Begin Document text
COLUMN: A Fork in the Road -- Canadians' Privileged Choice?

Charles Jeanes
By Charles Jeanes
March 29th, 2018

There is a war between the rich and poor, 
A war between the man and the woman. 
There is a war between the ones who say there is a war 
And the ones who say there isn’t.

Why don’t you come on back to the war, that’s right, get in it, 
Why don’t you come on back to the war, it’s just beginning.

Why don’t you come on back to the war, don’t be a tourist, 

Why don’t you come on back to the war, before it hurts us, 
Why don’t you come on back to the war, let’s all get nervous.

I was so easy to defeat, I was so easy to control, 
I didn’t even know there was a war. 

There is a war between the left and right, 

A war between the black and white, 

A war between the odd and the even.

Why don’t you come on back to the war — pick up your tiny burden. 
Why don’t you come on back to the war — let’s all get even. 
Why don’t you come on back to the war — can’t you hear me speaking?

(Excerpts: “There is a War”, Leonard Cohen)


Stuck between two paradigms

Readers of this column will know of my admiration for Charles Eisenstein. His clear vision of our moment in time, as we leave behind one Story of the People  — Progress and Separation – and evolve the new Story – Interbeing – is compelling. We live in the “space between stories.” We might be evolving toward the sacred economy, the economy of the gift, as Eisenstein believes. Or not.

One of the effects of living in this space is observable in Canada today. It is seen in stark contrasts in Canadian economic and political affairs, in the choice between Alberta’s old-paradigm industrial capitalism and BC’s Green vision, of a post-fossil-fuel, beyond-captialist economy. On one side, Rachel Notley and Justin Trudeau, on the other, John Horgan and Elizabeth May.
End Document text
Begin Data shown
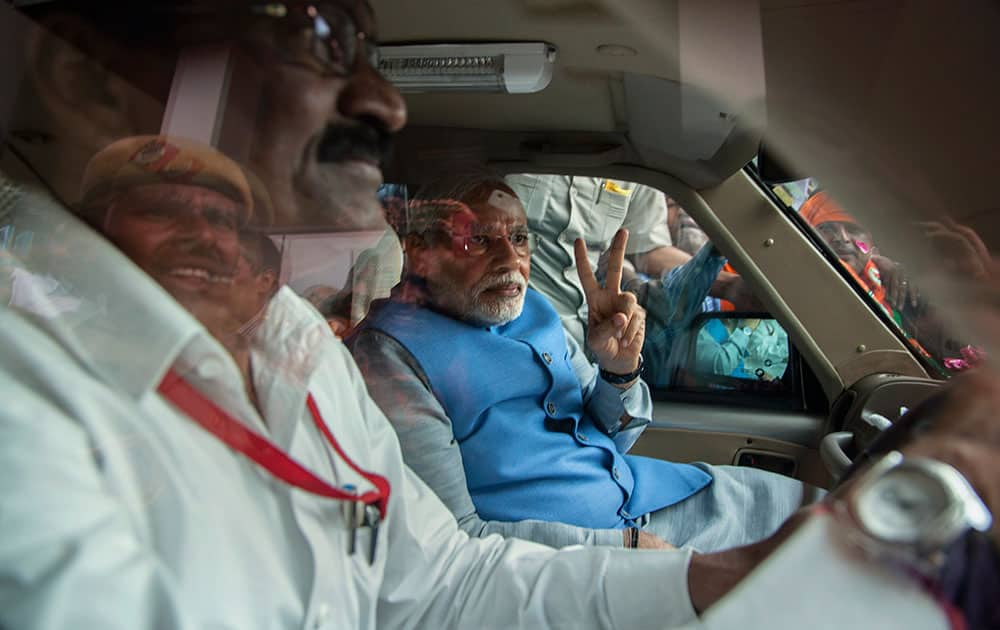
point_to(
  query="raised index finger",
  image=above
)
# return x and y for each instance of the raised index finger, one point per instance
(616, 259)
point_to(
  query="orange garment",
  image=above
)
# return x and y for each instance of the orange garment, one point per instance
(821, 208)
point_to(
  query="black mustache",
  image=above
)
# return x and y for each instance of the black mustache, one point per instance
(195, 248)
(365, 142)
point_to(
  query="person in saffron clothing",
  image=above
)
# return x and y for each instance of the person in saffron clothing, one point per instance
(509, 423)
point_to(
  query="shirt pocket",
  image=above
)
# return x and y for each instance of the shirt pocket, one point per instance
(611, 207)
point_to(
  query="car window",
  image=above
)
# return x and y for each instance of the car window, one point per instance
(891, 287)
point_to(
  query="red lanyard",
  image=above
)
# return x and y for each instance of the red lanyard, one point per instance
(265, 454)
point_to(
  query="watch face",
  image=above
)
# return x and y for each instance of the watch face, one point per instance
(900, 505)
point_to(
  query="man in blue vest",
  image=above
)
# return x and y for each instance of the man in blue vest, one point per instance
(501, 413)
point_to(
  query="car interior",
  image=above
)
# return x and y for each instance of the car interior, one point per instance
(722, 106)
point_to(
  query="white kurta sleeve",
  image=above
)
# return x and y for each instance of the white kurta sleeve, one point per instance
(69, 553)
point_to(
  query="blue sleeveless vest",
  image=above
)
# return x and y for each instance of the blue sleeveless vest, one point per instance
(517, 412)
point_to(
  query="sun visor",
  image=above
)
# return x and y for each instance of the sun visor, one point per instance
(721, 84)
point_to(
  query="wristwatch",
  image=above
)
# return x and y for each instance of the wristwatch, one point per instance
(621, 379)
(910, 513)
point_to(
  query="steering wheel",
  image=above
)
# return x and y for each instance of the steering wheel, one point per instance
(908, 426)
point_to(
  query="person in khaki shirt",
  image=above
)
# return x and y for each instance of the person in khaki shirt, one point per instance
(563, 208)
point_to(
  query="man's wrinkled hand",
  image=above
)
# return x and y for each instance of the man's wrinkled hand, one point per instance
(616, 324)
(965, 433)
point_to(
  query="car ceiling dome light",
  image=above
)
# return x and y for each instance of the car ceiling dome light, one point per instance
(519, 68)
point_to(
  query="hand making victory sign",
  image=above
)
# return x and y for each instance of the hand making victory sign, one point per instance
(616, 324)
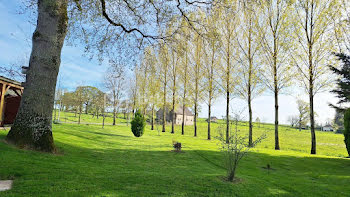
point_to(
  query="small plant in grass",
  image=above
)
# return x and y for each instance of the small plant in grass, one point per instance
(236, 148)
(177, 146)
(138, 124)
(347, 130)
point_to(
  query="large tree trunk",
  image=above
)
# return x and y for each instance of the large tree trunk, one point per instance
(33, 125)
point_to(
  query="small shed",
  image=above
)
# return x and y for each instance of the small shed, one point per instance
(10, 98)
(213, 119)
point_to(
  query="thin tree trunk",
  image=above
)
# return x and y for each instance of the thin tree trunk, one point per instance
(173, 104)
(173, 115)
(312, 120)
(209, 114)
(250, 121)
(33, 124)
(80, 110)
(184, 99)
(183, 120)
(114, 107)
(164, 107)
(152, 119)
(275, 80)
(277, 146)
(195, 118)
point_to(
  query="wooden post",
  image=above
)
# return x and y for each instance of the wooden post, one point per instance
(2, 102)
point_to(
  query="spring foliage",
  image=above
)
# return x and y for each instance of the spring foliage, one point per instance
(347, 130)
(138, 124)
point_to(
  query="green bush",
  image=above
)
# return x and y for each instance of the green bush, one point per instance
(347, 130)
(138, 124)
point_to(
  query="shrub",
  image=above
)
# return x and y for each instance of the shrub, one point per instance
(138, 124)
(347, 130)
(235, 148)
(177, 146)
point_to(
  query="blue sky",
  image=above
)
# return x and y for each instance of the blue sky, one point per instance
(76, 69)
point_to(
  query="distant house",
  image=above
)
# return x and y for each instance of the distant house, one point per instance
(178, 115)
(327, 128)
(10, 98)
(213, 119)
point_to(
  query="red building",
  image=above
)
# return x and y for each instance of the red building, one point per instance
(10, 98)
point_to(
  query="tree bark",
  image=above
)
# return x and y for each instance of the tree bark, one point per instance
(250, 121)
(173, 104)
(33, 125)
(312, 120)
(227, 115)
(183, 119)
(195, 119)
(164, 107)
(275, 81)
(152, 119)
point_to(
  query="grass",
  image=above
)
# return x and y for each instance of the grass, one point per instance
(112, 162)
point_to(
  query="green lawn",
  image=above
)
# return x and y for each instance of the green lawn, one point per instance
(111, 162)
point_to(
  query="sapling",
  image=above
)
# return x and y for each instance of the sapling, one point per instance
(236, 148)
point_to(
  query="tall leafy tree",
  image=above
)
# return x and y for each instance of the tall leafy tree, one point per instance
(227, 25)
(276, 44)
(211, 61)
(164, 69)
(197, 77)
(114, 81)
(103, 24)
(314, 35)
(250, 43)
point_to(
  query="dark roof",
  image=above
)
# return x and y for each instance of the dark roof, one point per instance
(10, 81)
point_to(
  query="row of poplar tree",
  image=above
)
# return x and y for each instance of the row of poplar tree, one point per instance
(241, 49)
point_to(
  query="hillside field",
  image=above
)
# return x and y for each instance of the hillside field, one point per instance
(92, 161)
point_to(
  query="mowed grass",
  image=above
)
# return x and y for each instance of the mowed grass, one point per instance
(112, 162)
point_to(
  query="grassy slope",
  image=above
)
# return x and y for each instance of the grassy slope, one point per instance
(111, 162)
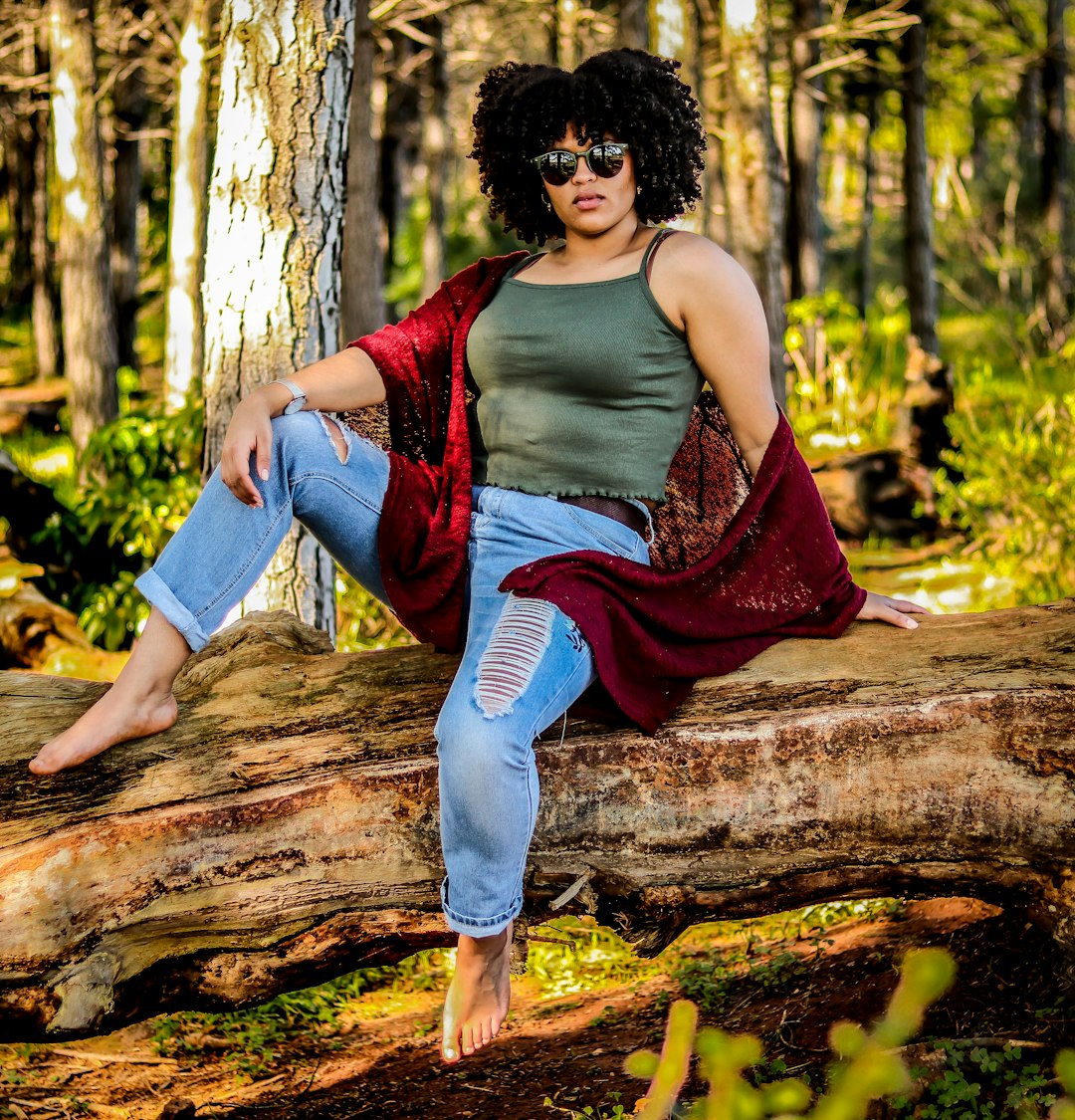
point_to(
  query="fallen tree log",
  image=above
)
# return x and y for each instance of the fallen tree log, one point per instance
End Data shown
Problem details:
Reproduce the column on Canadians' choice word for word, everything from "One of the effects" down to "and Elizabeth May.". The records are material separate from the column.

Output for this exercise:
One of the effects of living in this space is observable in Canada today. It is seen in stark contrasts in Canadian economic and political affairs, in the choice between Alberta’s old-paradigm industrial capitalism and BC’s Green vision, of a post-fossil-fuel, beyond-captialist economy. On one side, Rachel Notley and Justin Trudeau, on the other, John Horgan and Elizabeth May.